(The exercise): Your task is to return the span of lines beginning at the one with "Identify the girl's fingers" and ending at the last line of the data, exactly as it stands.

(Records for processing):

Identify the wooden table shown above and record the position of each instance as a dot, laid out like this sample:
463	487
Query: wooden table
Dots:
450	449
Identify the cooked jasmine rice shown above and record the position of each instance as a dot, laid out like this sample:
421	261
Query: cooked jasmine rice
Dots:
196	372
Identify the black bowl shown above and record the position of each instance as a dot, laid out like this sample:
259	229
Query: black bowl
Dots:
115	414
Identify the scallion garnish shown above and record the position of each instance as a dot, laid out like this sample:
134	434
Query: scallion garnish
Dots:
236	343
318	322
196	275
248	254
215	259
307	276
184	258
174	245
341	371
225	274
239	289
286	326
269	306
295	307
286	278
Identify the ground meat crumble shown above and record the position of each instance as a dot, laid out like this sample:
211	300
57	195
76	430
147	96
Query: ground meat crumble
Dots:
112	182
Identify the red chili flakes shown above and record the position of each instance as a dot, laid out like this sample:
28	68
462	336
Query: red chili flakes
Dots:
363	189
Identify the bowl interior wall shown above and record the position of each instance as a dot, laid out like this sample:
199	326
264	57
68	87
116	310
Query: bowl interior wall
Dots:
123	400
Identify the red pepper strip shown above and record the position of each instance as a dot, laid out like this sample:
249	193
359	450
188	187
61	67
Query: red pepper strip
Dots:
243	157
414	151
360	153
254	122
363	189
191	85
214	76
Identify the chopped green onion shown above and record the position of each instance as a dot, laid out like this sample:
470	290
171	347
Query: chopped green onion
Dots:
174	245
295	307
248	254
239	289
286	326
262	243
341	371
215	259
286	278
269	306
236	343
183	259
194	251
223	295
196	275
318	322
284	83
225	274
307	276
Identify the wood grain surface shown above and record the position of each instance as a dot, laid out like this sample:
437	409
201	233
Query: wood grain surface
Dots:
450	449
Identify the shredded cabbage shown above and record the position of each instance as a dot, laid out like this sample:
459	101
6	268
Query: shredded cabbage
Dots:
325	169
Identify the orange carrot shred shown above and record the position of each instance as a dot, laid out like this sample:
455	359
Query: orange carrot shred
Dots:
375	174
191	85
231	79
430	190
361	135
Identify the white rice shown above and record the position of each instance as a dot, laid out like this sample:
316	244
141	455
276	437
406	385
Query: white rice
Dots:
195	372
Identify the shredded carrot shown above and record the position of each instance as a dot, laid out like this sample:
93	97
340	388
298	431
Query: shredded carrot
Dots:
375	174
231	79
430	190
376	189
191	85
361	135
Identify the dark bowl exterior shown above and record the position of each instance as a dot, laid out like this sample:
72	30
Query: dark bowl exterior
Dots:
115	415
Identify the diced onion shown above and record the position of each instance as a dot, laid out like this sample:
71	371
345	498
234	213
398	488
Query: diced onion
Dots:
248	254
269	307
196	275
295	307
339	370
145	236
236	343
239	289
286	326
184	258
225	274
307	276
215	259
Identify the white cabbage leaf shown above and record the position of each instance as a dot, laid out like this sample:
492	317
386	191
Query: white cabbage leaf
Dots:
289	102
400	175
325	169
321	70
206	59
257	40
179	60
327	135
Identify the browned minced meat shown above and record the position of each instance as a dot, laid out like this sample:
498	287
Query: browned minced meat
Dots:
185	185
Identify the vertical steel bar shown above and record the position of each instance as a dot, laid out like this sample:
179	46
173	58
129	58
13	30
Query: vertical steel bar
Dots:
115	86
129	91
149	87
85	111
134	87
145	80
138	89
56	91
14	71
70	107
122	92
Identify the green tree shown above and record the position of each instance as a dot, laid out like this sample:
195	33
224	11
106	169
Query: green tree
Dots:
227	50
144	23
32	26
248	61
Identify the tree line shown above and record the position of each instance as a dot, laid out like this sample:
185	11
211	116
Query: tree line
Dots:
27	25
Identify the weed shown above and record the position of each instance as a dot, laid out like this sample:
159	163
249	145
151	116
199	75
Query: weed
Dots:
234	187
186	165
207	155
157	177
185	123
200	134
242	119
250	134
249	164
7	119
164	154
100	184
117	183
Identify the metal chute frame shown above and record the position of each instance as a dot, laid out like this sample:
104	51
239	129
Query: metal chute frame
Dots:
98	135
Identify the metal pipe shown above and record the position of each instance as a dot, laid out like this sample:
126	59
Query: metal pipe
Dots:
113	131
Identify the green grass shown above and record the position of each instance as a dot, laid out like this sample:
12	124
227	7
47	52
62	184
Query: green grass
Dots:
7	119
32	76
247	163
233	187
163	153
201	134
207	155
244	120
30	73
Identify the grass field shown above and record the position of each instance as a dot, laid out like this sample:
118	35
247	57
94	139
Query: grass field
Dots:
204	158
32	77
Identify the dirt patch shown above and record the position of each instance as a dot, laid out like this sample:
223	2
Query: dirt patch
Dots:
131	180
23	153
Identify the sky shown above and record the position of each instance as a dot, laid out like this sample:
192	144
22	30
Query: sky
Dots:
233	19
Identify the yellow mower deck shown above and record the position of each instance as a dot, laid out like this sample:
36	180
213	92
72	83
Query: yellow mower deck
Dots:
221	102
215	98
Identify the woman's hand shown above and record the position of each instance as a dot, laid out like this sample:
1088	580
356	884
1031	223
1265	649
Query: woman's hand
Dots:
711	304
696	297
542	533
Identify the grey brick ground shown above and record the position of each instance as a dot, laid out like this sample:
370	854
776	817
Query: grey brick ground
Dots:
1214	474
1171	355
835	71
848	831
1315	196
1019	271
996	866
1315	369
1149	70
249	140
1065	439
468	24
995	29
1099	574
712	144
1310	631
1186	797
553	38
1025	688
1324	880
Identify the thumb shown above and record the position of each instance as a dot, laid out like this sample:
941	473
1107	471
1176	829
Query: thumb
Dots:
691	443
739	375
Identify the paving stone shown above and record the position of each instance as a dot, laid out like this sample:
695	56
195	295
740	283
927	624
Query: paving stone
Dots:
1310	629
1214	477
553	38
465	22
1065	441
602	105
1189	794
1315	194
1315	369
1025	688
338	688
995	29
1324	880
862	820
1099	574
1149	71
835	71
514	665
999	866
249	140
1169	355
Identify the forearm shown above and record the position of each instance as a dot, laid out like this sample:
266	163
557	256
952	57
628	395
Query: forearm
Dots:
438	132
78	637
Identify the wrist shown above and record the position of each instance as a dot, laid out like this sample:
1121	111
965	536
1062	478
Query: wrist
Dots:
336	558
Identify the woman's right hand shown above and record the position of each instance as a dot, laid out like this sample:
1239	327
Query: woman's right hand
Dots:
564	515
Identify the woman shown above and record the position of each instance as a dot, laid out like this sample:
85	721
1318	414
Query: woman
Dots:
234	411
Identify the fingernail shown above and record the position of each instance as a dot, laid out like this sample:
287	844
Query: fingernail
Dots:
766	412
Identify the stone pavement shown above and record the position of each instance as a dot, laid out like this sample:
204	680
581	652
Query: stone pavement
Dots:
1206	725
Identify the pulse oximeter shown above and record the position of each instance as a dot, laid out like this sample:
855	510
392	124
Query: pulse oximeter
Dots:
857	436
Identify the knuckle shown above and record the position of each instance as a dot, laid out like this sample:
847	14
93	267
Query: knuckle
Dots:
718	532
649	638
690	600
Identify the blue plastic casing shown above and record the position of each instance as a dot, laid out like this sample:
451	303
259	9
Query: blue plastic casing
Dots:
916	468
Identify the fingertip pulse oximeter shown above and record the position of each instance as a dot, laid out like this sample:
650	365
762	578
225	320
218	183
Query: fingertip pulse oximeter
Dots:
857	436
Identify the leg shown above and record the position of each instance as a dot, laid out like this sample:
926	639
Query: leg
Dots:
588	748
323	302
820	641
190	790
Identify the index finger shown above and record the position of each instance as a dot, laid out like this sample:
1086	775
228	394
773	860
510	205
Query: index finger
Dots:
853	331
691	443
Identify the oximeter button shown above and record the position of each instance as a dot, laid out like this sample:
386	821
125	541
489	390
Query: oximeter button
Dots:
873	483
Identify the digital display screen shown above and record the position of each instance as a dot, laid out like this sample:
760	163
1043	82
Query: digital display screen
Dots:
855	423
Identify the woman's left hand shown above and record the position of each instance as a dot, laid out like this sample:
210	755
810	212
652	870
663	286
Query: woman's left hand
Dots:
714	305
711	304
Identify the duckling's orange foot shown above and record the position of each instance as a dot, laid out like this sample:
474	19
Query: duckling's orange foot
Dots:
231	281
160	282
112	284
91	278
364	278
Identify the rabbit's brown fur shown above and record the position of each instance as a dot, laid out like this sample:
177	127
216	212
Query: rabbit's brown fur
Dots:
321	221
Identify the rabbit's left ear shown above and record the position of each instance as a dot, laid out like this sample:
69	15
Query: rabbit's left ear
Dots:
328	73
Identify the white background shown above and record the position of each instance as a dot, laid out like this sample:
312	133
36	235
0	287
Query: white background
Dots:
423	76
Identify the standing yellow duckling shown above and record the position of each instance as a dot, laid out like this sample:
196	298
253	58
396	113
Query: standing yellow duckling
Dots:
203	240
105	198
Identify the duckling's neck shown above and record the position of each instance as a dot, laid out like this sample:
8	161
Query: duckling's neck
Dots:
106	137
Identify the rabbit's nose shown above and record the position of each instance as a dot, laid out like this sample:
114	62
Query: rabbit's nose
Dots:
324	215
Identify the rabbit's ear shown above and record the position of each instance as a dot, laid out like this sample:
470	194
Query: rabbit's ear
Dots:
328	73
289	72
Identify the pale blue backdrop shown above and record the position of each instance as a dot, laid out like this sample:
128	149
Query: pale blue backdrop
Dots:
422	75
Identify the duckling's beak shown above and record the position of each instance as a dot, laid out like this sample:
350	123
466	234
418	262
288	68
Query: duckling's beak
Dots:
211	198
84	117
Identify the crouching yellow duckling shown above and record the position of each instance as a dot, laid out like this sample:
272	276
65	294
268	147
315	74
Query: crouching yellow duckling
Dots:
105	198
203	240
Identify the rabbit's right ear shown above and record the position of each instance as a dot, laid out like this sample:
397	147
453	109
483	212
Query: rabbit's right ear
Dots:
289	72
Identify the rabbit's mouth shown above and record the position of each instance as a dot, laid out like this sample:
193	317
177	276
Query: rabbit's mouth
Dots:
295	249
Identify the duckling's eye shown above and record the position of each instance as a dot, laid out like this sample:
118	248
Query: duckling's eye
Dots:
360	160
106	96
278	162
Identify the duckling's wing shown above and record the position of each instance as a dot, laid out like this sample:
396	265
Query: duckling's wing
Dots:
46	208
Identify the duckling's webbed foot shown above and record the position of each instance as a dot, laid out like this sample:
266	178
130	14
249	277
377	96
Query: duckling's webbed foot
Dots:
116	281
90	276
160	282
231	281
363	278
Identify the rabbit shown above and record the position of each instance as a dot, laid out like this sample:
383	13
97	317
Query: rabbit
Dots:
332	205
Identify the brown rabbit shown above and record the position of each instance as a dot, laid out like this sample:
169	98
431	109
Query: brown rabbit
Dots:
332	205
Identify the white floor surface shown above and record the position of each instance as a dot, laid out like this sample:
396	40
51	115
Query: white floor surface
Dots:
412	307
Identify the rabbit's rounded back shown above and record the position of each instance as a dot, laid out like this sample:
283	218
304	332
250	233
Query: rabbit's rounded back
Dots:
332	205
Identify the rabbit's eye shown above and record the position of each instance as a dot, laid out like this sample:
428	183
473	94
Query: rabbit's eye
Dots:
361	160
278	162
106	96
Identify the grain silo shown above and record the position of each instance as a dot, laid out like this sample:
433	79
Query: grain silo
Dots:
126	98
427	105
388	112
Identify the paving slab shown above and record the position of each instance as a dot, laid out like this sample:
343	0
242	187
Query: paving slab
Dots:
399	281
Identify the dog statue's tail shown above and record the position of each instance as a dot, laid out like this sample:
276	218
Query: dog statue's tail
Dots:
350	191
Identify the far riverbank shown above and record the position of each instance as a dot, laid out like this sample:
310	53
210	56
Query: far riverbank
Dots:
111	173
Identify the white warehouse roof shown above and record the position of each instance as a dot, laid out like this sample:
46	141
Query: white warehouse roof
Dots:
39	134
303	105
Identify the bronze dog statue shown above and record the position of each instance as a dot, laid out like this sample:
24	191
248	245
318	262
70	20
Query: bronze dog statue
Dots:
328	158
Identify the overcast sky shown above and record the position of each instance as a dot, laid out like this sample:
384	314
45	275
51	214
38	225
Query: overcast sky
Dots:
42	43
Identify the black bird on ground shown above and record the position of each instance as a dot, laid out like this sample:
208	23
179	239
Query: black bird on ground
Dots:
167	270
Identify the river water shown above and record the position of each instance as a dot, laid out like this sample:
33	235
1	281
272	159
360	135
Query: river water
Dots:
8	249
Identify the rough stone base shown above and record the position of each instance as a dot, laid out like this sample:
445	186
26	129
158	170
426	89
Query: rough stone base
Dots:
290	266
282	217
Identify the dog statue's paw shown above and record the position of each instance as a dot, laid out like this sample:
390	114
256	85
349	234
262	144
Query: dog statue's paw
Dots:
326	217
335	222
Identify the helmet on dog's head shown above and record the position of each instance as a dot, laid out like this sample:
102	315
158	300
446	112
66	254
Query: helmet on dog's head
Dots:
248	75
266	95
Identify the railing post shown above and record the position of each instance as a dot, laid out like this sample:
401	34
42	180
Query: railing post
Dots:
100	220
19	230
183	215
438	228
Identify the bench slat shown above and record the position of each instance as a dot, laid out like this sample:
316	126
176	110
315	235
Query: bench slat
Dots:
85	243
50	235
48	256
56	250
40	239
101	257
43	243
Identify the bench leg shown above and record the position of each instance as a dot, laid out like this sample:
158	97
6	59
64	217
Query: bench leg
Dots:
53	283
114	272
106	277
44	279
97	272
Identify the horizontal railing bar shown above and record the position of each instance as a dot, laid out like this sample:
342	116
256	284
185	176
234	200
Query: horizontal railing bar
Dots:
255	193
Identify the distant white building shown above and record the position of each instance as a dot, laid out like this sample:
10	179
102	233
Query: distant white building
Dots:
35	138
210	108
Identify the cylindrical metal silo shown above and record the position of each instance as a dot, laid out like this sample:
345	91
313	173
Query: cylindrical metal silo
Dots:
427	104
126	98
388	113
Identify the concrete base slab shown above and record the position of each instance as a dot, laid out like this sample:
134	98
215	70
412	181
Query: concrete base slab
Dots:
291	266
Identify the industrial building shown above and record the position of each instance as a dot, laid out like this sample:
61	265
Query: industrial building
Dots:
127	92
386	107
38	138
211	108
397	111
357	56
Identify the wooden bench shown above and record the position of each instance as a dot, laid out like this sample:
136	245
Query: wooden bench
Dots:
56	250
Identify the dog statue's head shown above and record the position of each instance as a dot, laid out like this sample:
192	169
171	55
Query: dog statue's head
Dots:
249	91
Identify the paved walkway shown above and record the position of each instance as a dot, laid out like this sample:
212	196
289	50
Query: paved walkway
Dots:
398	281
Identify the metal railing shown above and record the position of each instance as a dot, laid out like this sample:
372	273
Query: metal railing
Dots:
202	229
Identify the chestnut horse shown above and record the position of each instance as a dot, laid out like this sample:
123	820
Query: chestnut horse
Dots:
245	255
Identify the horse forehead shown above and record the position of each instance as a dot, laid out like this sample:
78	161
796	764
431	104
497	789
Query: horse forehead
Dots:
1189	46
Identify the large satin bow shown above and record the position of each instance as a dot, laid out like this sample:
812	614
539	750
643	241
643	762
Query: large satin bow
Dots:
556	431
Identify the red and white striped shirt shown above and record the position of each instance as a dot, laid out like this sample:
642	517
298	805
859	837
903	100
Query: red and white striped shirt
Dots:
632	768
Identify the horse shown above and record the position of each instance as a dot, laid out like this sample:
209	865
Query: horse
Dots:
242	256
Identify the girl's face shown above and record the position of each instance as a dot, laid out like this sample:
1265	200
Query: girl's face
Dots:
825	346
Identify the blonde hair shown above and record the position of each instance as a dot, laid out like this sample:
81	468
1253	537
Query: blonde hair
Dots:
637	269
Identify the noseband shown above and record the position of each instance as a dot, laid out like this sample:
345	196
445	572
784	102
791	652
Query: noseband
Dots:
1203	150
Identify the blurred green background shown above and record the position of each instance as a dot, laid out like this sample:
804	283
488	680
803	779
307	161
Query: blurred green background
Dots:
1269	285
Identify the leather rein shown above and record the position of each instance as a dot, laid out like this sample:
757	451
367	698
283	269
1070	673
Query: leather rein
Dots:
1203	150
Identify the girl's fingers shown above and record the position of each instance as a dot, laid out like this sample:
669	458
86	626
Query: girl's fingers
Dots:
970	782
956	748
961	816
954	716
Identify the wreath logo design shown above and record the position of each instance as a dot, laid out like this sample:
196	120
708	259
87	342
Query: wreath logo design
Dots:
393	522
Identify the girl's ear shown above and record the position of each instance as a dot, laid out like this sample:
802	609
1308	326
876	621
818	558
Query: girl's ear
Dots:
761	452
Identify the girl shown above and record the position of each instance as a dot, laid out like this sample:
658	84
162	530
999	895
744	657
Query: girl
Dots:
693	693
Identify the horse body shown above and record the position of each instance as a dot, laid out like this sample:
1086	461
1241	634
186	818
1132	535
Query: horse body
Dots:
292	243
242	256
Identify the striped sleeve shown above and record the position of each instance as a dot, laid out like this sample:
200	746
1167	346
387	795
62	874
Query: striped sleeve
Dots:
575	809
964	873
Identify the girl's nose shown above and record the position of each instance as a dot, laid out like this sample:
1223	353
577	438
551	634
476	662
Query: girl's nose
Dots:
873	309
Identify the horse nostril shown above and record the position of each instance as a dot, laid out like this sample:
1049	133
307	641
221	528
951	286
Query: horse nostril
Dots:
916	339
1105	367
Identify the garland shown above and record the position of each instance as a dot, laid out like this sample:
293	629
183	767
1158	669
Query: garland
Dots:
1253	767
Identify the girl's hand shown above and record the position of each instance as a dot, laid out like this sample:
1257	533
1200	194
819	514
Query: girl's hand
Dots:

(Exercise result):
Identify the girl's fingers shown above and record the position of each instance as a dot, laid out like this sample:
669	458
86	626
Query: girl's fingers
Dots:
970	782
956	748
961	816
954	716
Identify the wreath logo design shown above and record the position of each instance as a dot, laid out like this sample:
196	120
708	259
87	342
Query: wreath logo design
Dots:
393	522
Identify the girl's ear shown above and record the position of each instance as a dot, laid out like this sample:
802	609
1308	326
876	621
818	558
Query: girl's ear
Dots:
761	452
Identify the girl shown above and record the position of each instance as a dot, laid out like this sample:
658	84
162	530
999	895
744	657
Query: girl
Dots:
693	693
Identify the horse body shown above and record the position of each instance as a dot, laid out like this sample:
1086	461
1241	634
186	818
1132	535
Query: horse body
Dots:
292	243
242	256
Identify the striped sleeve shown above and record the position of each instance as a dot, laid out like this sample:
200	746
1167	346
387	795
62	874
Query: striped sleeve
Dots:
575	809
964	873
Identify the girl's nose shown above and record the position of each instance as a dot, laid out like this sample:
1223	353
577	438
551	634
476	662
Query: girl's nose
Dots:
873	309
Identify the horse nostril shown above and record the position of each instance as a dot, laid out like this sample:
1049	133
307	641
221	528
951	286
Query: horse nostril
Dots:
916	339
1105	367
Identify the garland shown above and record the position of each instance as a dot, laid out like this sample:
293	629
183	767
1158	669
Query: garland
Dots:
1253	767
Identify the girl's hand shown above and record the position of each instance as a dot, laid out like this sample:
1257	533
1200	194
819	514
Query: girl's hand
Dots:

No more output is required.